[Stored entries]
──────────

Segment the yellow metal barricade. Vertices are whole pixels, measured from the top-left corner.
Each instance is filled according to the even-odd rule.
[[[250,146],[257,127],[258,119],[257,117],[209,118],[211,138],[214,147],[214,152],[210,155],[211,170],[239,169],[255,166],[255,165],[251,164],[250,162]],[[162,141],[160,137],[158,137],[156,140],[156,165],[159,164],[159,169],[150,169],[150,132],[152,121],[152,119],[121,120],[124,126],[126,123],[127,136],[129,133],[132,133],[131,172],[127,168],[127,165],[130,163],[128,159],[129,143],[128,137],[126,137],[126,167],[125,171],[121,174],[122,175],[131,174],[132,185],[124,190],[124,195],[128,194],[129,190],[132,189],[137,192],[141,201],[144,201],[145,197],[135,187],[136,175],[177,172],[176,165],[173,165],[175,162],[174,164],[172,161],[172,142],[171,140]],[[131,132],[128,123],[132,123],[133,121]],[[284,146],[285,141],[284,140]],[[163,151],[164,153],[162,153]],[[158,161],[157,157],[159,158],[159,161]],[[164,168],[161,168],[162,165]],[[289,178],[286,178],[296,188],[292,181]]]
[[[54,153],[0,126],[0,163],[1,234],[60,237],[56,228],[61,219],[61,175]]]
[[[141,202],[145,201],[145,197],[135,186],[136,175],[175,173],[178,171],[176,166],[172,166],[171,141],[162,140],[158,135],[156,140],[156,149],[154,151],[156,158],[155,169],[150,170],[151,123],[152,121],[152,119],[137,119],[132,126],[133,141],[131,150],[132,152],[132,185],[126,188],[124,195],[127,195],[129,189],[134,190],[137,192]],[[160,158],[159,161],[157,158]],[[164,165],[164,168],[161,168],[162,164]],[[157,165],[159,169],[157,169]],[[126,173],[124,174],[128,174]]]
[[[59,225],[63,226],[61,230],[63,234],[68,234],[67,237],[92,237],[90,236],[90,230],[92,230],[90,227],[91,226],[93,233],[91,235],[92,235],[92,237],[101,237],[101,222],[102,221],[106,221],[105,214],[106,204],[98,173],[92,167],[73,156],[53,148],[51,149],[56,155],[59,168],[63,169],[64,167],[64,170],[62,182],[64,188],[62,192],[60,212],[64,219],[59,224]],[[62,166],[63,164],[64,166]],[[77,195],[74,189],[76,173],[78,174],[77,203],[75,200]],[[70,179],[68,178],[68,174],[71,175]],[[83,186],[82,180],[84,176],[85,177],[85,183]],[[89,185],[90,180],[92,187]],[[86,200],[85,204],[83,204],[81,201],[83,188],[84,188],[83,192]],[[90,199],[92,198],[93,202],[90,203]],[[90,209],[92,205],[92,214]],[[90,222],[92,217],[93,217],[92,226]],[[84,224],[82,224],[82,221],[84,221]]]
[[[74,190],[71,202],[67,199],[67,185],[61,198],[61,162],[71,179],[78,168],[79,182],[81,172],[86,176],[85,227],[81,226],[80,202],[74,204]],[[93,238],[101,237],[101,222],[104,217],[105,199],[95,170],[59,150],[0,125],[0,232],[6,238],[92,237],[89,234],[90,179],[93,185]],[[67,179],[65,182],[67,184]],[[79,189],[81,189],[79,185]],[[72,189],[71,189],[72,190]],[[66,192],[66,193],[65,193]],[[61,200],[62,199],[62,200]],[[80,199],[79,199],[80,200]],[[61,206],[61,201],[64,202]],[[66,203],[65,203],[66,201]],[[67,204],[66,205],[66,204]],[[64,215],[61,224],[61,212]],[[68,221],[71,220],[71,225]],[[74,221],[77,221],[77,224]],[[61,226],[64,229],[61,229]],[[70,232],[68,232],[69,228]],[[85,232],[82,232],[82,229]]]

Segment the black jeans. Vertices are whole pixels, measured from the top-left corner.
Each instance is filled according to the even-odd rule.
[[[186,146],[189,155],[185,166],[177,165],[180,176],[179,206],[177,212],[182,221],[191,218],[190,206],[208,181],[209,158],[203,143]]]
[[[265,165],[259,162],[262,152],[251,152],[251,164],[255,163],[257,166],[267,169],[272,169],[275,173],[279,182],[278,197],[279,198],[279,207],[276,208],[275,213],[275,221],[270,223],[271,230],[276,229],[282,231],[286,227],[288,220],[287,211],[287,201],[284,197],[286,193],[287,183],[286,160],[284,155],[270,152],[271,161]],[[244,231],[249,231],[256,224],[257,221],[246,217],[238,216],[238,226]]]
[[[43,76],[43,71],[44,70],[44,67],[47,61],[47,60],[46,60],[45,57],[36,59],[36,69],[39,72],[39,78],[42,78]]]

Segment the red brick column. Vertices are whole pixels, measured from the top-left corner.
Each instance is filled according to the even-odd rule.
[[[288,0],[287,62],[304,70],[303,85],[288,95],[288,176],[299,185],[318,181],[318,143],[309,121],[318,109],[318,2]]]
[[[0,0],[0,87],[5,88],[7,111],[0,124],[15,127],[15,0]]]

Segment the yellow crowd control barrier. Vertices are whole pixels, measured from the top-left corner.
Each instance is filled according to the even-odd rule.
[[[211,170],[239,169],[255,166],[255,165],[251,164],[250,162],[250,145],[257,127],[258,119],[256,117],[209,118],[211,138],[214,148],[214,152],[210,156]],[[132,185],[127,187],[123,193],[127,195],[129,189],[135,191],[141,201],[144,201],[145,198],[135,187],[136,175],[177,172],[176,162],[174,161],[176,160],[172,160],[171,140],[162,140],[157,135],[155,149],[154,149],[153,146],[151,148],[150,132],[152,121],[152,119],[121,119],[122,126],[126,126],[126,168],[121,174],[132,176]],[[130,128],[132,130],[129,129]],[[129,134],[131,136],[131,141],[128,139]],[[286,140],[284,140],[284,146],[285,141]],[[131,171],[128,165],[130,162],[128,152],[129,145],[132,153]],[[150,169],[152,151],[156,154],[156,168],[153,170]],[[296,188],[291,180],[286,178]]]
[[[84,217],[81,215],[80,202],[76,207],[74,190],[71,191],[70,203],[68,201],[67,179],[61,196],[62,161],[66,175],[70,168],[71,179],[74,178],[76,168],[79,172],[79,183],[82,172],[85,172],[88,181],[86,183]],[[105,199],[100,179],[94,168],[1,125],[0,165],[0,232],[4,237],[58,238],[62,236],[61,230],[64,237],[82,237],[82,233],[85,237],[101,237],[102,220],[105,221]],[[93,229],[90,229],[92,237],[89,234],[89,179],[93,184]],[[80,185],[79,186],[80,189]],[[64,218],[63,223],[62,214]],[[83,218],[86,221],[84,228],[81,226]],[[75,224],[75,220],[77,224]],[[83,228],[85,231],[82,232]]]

──────────

• _Exercise directions_
Edit the records above so that every "top-left corner" reads "upper-left corner", and keep everything else the same.

• _Result_
Segment the yellow metal barricade. Vertices are whole pixels, measured from the upper-left corner.
Each instance is filled according to the even-odd rule.
[[[250,146],[257,127],[258,119],[257,117],[209,118],[211,138],[214,147],[214,152],[210,155],[211,170],[239,169],[255,166],[255,165],[251,164],[250,162]],[[162,141],[160,137],[158,137],[156,140],[156,165],[159,164],[159,169],[150,169],[150,132],[152,121],[152,119],[121,120],[124,126],[126,123],[127,136],[129,133],[132,133],[131,172],[127,168],[127,165],[130,163],[128,159],[129,143],[128,137],[126,137],[126,167],[125,171],[121,174],[122,175],[131,174],[132,185],[124,190],[124,195],[128,194],[129,190],[132,189],[137,192],[141,201],[144,201],[145,197],[135,187],[136,175],[177,172],[176,165],[173,165],[175,162],[174,164],[172,161],[172,142],[171,140]],[[131,132],[128,123],[132,123],[133,121]],[[284,146],[285,141],[284,140]],[[163,151],[164,153],[162,153]],[[158,161],[157,157],[159,158],[159,161]],[[164,168],[161,168],[162,165]],[[289,178],[286,178],[296,188],[292,181]]]
[[[54,153],[0,126],[0,163],[1,234],[60,237],[56,228],[61,219],[61,175]]]
[[[141,202],[145,201],[145,197],[135,186],[136,175],[175,173],[178,171],[176,166],[172,166],[171,141],[162,140],[158,135],[156,140],[156,149],[154,151],[156,158],[155,169],[150,170],[151,123],[152,121],[152,119],[137,119],[132,126],[133,141],[131,150],[132,152],[132,185],[126,188],[124,195],[127,195],[129,189],[134,190],[137,192]],[[160,158],[159,161],[157,158]],[[164,165],[164,168],[161,168],[162,164]],[[157,165],[159,169],[157,169]],[[126,173],[124,174],[128,174]]]
[[[59,225],[63,226],[61,230],[63,234],[68,234],[67,237],[92,237],[90,236],[90,230],[92,230],[90,227],[91,226],[93,233],[91,235],[92,235],[92,237],[101,237],[101,222],[102,221],[106,221],[105,214],[106,204],[98,173],[92,167],[73,156],[53,148],[51,149],[56,155],[59,168],[63,169],[64,167],[64,170],[62,182],[64,188],[62,192],[60,212],[64,219],[59,224]],[[62,166],[63,164],[64,166]],[[77,195],[74,189],[76,173],[78,174],[77,203],[75,200]],[[70,179],[68,178],[68,174],[71,175]],[[83,186],[82,180],[84,176],[85,177],[85,183]],[[89,185],[90,180],[92,187]],[[86,200],[85,204],[83,204],[81,201],[83,188],[84,188],[83,192]],[[90,199],[92,198],[93,202],[90,203]],[[90,209],[92,205],[92,214]],[[90,222],[92,217],[93,217],[92,226]],[[84,224],[82,224],[82,221],[84,221]]]
[[[74,190],[71,202],[67,199],[67,185],[61,198],[61,162],[71,179],[78,168],[79,182],[81,172],[86,176],[85,227],[81,226],[80,202],[74,204]],[[93,238],[101,237],[101,222],[104,217],[105,199],[95,170],[59,150],[0,125],[0,232],[6,238],[92,237],[89,234],[90,179],[93,185]],[[67,179],[65,182],[67,184]],[[79,189],[81,189],[79,185]],[[72,189],[71,189],[72,190]],[[66,192],[66,193],[65,193]],[[61,200],[62,199],[62,200]],[[80,199],[79,199],[80,200]],[[61,206],[61,201],[64,202]],[[66,203],[65,203],[66,201]],[[67,204],[66,205],[66,204]],[[64,215],[61,224],[61,212]],[[68,221],[71,220],[71,225]],[[74,221],[77,221],[77,224]],[[61,226],[64,229],[61,229]],[[70,232],[68,232],[69,228]],[[85,232],[82,232],[82,229]]]

Segment the black jeans. Vertices are whole pixels, measured from the upper-left corner.
Each instance is filled according to the even-odd rule.
[[[186,146],[189,155],[185,166],[177,165],[180,176],[179,206],[177,212],[182,221],[191,218],[190,206],[208,181],[209,158],[203,143]]]
[[[265,165],[259,162],[262,152],[251,152],[251,164],[255,163],[257,166],[267,169],[272,169],[275,173],[279,182],[278,197],[279,198],[279,207],[276,208],[275,213],[275,221],[270,223],[271,230],[276,229],[282,231],[286,227],[288,220],[287,211],[287,201],[284,197],[286,193],[287,183],[286,160],[284,155],[270,152],[271,161]],[[244,231],[249,231],[256,224],[257,221],[246,217],[238,216],[238,226]]]
[[[43,76],[43,71],[44,70],[44,67],[47,61],[47,60],[46,60],[45,57],[36,59],[36,69],[39,72],[39,78],[42,78]]]

Segment the red brick column. Vertices are whole pixels, measured from the upper-left corner.
Each instance is filled according to the even-odd rule.
[[[288,0],[287,62],[304,70],[303,85],[288,95],[288,176],[299,185],[318,181],[318,143],[309,121],[318,109],[318,2]]]
[[[0,0],[0,87],[5,88],[7,111],[0,124],[15,127],[15,0]]]

Segment the yellow crowd control barrier. Vertices are whole pixels, measured from the upper-left corner.
Each instance is filled according to the even-odd rule.
[[[211,170],[239,169],[255,166],[255,165],[251,164],[250,162],[250,145],[257,127],[258,119],[256,117],[209,118],[211,138],[214,148],[214,152],[210,156]],[[132,185],[127,187],[123,193],[127,195],[129,189],[135,191],[141,201],[144,201],[145,198],[135,187],[136,175],[177,172],[176,162],[174,161],[176,160],[172,160],[171,140],[162,140],[157,135],[155,149],[154,149],[153,146],[151,148],[150,132],[152,121],[152,119],[121,119],[122,126],[126,126],[126,168],[121,174],[132,176]],[[130,128],[132,130],[129,129]],[[129,134],[131,136],[131,141],[128,139]],[[286,140],[284,140],[284,146],[285,141]],[[131,171],[128,165],[130,162],[128,152],[129,145],[132,153]],[[150,169],[152,151],[156,154],[156,168],[153,170]],[[296,188],[291,180],[286,178]]]
[[[84,217],[81,215],[80,202],[76,207],[74,190],[71,191],[70,203],[68,201],[67,179],[61,196],[62,161],[66,175],[70,168],[71,179],[74,178],[76,168],[79,172],[79,183],[82,172],[85,172],[88,181],[86,183]],[[105,199],[100,179],[94,168],[1,125],[0,165],[0,232],[4,237],[58,238],[62,236],[61,230],[64,237],[82,237],[82,233],[85,237],[101,237],[102,220],[105,221]],[[93,229],[90,229],[92,237],[89,234],[89,179],[93,184]],[[80,185],[79,186],[80,189]],[[64,218],[63,223],[62,214]],[[83,218],[86,221],[84,228],[81,226]],[[75,224],[75,220],[77,224]],[[83,228],[85,231],[82,232]]]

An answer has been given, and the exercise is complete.